**To be done:** Could you repeat every one of the items below, character for character, without changing anything?

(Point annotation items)

_ _ _ _ _

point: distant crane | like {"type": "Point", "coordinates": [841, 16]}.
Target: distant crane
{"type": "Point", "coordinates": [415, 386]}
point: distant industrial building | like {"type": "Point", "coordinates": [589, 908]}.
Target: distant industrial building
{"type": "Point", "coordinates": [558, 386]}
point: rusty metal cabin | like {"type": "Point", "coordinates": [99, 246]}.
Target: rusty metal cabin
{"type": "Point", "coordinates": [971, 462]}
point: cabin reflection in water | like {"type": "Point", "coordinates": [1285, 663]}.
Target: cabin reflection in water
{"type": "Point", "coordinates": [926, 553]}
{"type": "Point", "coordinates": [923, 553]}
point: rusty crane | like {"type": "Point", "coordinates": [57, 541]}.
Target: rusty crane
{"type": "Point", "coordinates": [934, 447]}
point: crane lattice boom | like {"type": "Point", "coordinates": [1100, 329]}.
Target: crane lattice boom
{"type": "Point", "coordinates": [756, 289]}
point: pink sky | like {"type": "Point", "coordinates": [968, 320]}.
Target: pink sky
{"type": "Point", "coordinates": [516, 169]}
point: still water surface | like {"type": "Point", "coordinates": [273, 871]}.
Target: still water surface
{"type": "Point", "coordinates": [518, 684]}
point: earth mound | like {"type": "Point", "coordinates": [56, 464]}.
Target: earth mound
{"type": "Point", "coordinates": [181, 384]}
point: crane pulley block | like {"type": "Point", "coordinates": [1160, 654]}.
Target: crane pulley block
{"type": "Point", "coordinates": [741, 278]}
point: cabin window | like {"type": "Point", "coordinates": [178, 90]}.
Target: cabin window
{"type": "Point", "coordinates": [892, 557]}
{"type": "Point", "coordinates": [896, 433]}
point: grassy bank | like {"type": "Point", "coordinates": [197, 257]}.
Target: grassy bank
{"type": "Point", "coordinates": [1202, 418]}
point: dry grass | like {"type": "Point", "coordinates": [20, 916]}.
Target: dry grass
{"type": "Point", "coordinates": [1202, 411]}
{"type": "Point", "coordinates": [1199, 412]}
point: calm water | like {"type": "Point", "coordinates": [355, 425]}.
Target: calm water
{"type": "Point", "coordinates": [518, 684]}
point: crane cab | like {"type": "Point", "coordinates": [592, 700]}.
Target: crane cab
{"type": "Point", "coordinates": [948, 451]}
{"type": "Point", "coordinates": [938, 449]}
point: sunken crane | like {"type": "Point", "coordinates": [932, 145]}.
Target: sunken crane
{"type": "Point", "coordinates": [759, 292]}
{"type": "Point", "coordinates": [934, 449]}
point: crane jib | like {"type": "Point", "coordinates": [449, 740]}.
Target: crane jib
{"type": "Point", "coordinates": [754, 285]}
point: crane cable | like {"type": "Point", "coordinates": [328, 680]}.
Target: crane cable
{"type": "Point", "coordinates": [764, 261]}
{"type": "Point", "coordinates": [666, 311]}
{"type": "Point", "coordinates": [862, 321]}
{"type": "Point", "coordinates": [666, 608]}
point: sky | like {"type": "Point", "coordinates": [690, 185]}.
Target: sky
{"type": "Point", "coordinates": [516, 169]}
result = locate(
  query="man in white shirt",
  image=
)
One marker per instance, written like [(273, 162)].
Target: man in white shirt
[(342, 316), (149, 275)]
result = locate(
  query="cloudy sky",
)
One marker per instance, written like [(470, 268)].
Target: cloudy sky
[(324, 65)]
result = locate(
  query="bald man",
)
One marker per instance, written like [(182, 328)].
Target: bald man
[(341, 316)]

_ _ _ _ _

**Task result:**
point: distant crane | like {"type": "Point", "coordinates": [841, 16]}.
Target: distant crane
{"type": "Point", "coordinates": [415, 386]}
point: distant industrial building | like {"type": "Point", "coordinates": [589, 908]}.
Target: distant industrial building
{"type": "Point", "coordinates": [558, 386]}
point: rusty metal cabin | like {"type": "Point", "coordinates": [99, 246]}.
Target: rusty metal cabin
{"type": "Point", "coordinates": [971, 462]}
point: cabin reflection in water | like {"type": "Point", "coordinates": [1285, 663]}.
Target: cabin reflection in water
{"type": "Point", "coordinates": [926, 553]}
{"type": "Point", "coordinates": [923, 553]}
point: rusty crane | like {"type": "Point", "coordinates": [57, 541]}.
Target: rusty crane
{"type": "Point", "coordinates": [934, 447]}
point: crane lattice boom | like {"type": "Point", "coordinates": [1100, 329]}.
Target: crane lattice boom
{"type": "Point", "coordinates": [756, 289]}
point: pink sky | like {"type": "Point", "coordinates": [968, 320]}.
Target: pink sky
{"type": "Point", "coordinates": [516, 169]}
point: still water surface | like {"type": "Point", "coordinates": [273, 871]}.
Target: still water surface
{"type": "Point", "coordinates": [518, 684]}
point: earth mound | like {"type": "Point", "coordinates": [56, 464]}.
Target: earth mound
{"type": "Point", "coordinates": [181, 384]}
point: crane pulley block | like {"type": "Point", "coordinates": [1160, 654]}.
Target: crane pulley block
{"type": "Point", "coordinates": [741, 278]}
point: cabin window | like {"type": "Point", "coordinates": [178, 90]}.
Target: cabin window
{"type": "Point", "coordinates": [892, 557]}
{"type": "Point", "coordinates": [896, 433]}
point: grassy bank | like {"type": "Point", "coordinates": [197, 257]}.
Target: grassy bank
{"type": "Point", "coordinates": [1202, 418]}
point: dry grass | like {"type": "Point", "coordinates": [20, 916]}.
Target: dry grass
{"type": "Point", "coordinates": [1202, 411]}
{"type": "Point", "coordinates": [1199, 412]}
point: calm water | like {"type": "Point", "coordinates": [355, 425]}.
Target: calm water
{"type": "Point", "coordinates": [518, 684]}
point: crane cab | like {"type": "Point", "coordinates": [592, 700]}.
Target: crane cab
{"type": "Point", "coordinates": [948, 451]}
{"type": "Point", "coordinates": [938, 449]}
point: sunken crane | like {"type": "Point", "coordinates": [932, 145]}.
Target: sunken crane
{"type": "Point", "coordinates": [759, 292]}
{"type": "Point", "coordinates": [934, 449]}
point: crane jib | like {"type": "Point", "coordinates": [449, 740]}.
Target: crane jib
{"type": "Point", "coordinates": [754, 285]}
point: crane cable | like {"type": "Point", "coordinates": [328, 680]}.
Target: crane cable
{"type": "Point", "coordinates": [764, 261]}
{"type": "Point", "coordinates": [666, 311]}
{"type": "Point", "coordinates": [862, 321]}
{"type": "Point", "coordinates": [666, 608]}
point: sky | like {"type": "Point", "coordinates": [690, 185]}.
Target: sky
{"type": "Point", "coordinates": [516, 169]}
result = locate(
  query="man in white shirt",
  image=
)
One marker per instance, written like [(273, 162)].
Target: man in white shirt
[(342, 316), (149, 275)]
result = locate(
  query="cloudy sky",
)
One marker per instance, written like [(470, 268)].
Target: cloudy sky
[(324, 65)]
result = locate(
  query="bald man",
)
One marker per instance, written like [(182, 328)].
Target: bald man
[(341, 316)]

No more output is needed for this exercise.